Pick out every line in the items below that contains the word "flower" and copy each one.

Excerpt from a dataset
===============
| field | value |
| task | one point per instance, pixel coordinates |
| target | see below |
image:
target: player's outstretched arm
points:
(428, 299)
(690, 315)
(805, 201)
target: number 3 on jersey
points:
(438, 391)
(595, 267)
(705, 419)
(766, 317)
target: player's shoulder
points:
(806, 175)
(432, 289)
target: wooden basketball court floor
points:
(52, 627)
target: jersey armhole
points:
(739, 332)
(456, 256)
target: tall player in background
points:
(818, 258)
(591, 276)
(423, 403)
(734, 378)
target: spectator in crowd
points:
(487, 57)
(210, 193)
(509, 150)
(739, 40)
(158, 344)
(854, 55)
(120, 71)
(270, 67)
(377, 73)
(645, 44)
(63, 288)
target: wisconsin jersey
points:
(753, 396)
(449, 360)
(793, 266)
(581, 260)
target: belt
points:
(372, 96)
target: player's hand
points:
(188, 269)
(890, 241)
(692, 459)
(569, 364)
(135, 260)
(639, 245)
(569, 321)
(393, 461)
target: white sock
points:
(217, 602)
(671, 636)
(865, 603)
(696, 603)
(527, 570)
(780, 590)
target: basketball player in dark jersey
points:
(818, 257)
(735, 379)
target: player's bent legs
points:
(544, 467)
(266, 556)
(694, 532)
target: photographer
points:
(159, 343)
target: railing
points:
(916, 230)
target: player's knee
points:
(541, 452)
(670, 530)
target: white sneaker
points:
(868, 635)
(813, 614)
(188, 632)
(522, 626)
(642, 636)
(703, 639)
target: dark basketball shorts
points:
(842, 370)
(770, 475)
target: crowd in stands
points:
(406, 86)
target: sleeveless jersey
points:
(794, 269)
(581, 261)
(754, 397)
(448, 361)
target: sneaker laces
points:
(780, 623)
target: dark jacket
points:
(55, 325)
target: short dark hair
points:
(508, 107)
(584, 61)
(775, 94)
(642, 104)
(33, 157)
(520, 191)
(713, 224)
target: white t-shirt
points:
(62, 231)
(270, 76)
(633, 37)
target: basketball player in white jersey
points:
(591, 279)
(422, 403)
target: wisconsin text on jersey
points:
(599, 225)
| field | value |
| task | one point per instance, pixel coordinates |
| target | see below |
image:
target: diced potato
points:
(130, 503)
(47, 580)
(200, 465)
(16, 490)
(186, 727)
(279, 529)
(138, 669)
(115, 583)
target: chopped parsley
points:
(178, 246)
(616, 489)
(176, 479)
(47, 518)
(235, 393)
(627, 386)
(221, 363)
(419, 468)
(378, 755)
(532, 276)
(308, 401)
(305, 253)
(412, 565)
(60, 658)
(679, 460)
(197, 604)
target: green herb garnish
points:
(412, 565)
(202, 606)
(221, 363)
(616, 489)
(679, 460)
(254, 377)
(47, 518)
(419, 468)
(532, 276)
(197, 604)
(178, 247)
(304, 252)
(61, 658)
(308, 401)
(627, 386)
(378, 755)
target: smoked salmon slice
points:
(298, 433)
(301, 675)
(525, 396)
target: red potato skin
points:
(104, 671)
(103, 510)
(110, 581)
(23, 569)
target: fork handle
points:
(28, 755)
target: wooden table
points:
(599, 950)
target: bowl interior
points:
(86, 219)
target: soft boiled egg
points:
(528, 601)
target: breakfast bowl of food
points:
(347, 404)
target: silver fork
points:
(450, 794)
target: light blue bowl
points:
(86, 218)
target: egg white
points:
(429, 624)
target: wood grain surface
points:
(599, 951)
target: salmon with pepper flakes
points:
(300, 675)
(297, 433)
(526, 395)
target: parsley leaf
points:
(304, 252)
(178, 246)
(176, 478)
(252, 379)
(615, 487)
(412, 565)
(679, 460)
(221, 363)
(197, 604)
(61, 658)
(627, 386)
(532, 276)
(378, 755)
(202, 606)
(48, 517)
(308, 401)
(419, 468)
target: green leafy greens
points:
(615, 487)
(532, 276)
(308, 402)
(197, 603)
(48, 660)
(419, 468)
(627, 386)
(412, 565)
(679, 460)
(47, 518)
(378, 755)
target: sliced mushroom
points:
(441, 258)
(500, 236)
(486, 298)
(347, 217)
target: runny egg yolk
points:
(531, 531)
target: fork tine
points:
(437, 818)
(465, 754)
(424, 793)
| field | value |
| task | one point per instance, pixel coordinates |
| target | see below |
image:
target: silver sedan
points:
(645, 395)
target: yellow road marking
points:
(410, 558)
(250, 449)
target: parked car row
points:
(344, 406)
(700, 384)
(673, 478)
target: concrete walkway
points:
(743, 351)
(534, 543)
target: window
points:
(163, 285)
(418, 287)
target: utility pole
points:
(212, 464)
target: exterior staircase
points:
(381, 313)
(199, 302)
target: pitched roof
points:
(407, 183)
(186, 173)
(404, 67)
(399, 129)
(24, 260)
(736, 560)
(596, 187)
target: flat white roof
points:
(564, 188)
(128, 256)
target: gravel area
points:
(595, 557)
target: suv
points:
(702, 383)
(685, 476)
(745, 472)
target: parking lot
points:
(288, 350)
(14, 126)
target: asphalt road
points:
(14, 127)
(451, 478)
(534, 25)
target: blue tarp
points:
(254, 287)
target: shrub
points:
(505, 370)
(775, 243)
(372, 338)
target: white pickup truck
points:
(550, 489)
===============
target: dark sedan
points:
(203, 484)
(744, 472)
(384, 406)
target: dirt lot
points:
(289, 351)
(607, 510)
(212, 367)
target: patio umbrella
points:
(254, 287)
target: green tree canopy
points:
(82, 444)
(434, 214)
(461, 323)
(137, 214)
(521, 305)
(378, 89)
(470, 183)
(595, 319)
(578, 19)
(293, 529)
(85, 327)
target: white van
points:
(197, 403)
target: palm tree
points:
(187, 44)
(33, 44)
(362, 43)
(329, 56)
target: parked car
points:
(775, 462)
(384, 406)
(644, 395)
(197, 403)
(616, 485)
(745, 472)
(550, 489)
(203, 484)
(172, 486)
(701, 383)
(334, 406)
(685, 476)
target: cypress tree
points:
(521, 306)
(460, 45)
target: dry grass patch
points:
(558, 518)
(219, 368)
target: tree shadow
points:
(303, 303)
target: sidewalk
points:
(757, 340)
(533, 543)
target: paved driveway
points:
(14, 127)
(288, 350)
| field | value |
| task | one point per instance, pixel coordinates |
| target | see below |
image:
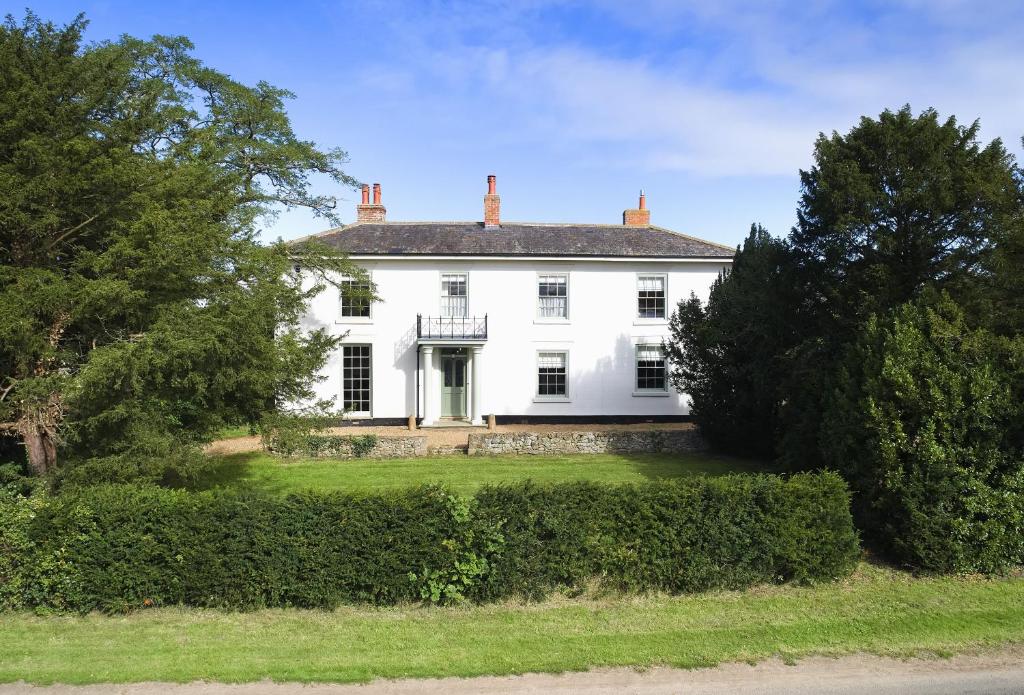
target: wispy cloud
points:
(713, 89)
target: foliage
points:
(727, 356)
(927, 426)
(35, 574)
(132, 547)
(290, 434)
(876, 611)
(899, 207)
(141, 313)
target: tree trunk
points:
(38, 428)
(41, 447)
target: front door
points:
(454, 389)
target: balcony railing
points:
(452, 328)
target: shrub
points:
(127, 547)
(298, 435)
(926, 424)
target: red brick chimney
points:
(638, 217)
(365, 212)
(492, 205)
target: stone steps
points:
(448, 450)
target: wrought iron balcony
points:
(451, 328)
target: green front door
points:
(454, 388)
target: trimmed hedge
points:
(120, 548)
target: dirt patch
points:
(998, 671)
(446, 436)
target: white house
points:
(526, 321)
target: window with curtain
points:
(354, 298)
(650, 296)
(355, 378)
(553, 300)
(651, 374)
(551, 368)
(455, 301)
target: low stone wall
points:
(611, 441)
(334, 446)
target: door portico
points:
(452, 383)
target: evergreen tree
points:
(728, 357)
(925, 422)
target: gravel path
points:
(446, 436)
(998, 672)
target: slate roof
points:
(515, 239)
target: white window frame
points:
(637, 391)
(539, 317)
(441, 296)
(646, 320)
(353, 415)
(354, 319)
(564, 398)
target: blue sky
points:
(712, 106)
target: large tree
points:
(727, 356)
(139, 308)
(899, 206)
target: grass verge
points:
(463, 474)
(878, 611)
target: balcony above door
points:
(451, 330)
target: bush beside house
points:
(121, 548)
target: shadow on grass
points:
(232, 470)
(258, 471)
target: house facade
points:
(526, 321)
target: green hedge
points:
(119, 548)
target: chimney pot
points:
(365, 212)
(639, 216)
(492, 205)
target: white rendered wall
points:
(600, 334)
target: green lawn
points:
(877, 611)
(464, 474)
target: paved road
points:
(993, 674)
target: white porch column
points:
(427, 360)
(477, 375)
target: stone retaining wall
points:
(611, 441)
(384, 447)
===============
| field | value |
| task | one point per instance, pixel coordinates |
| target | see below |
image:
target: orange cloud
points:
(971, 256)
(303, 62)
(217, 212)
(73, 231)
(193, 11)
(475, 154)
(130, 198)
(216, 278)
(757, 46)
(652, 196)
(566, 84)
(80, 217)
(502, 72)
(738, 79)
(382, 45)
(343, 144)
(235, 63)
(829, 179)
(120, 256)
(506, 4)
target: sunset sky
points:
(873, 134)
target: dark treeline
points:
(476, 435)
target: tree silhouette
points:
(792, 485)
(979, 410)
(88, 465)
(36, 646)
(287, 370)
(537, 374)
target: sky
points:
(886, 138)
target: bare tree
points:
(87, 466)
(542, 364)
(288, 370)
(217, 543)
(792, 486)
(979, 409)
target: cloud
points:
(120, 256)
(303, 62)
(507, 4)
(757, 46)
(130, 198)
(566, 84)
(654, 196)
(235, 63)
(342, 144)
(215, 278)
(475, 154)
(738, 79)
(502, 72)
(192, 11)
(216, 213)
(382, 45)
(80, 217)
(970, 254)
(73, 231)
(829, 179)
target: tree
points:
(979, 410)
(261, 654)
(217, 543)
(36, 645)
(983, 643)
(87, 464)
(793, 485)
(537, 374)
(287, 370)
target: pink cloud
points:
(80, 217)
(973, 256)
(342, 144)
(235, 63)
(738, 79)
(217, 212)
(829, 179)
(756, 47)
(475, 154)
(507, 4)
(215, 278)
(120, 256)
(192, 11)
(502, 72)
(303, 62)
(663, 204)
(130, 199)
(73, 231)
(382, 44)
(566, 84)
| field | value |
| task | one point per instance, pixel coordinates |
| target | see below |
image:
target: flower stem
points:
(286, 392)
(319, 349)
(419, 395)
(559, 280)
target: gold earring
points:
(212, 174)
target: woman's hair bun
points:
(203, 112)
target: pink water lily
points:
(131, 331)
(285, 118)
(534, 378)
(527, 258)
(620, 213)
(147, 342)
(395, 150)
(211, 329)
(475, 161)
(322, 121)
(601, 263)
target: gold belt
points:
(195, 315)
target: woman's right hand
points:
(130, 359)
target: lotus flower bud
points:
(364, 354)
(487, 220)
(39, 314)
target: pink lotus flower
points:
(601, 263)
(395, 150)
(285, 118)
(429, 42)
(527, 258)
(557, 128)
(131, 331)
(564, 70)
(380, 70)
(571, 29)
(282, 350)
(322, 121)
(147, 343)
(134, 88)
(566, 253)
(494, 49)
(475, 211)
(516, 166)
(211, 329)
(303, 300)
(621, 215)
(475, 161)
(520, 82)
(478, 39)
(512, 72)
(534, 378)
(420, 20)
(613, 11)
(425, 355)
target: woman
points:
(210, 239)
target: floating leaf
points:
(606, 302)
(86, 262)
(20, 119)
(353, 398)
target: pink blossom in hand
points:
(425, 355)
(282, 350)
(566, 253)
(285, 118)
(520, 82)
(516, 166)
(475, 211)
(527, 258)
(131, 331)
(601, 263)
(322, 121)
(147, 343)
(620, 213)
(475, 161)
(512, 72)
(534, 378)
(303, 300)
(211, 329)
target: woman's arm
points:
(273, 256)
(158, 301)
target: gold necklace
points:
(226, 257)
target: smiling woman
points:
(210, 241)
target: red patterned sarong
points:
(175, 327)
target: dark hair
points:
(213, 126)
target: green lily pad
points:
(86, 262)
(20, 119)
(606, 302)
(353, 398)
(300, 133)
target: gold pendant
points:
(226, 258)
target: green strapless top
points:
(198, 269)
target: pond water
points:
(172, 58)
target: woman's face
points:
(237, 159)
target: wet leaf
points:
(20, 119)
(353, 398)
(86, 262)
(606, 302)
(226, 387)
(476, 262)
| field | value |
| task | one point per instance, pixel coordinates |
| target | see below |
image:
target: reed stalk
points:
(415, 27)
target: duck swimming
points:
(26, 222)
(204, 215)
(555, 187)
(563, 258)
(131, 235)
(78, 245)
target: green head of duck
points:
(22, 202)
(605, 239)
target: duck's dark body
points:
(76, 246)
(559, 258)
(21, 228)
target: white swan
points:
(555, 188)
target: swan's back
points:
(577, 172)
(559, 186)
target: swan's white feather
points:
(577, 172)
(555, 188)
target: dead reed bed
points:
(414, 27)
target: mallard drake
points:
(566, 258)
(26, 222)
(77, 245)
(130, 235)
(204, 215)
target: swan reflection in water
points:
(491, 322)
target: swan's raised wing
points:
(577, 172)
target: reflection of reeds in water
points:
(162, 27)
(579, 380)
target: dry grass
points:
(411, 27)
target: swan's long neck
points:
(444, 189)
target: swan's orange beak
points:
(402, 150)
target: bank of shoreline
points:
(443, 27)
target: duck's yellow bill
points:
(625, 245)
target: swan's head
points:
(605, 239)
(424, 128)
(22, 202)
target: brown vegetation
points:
===============
FULL OUTPUT
target: flower stem
target: lotus flower bud
target: pink lotus flower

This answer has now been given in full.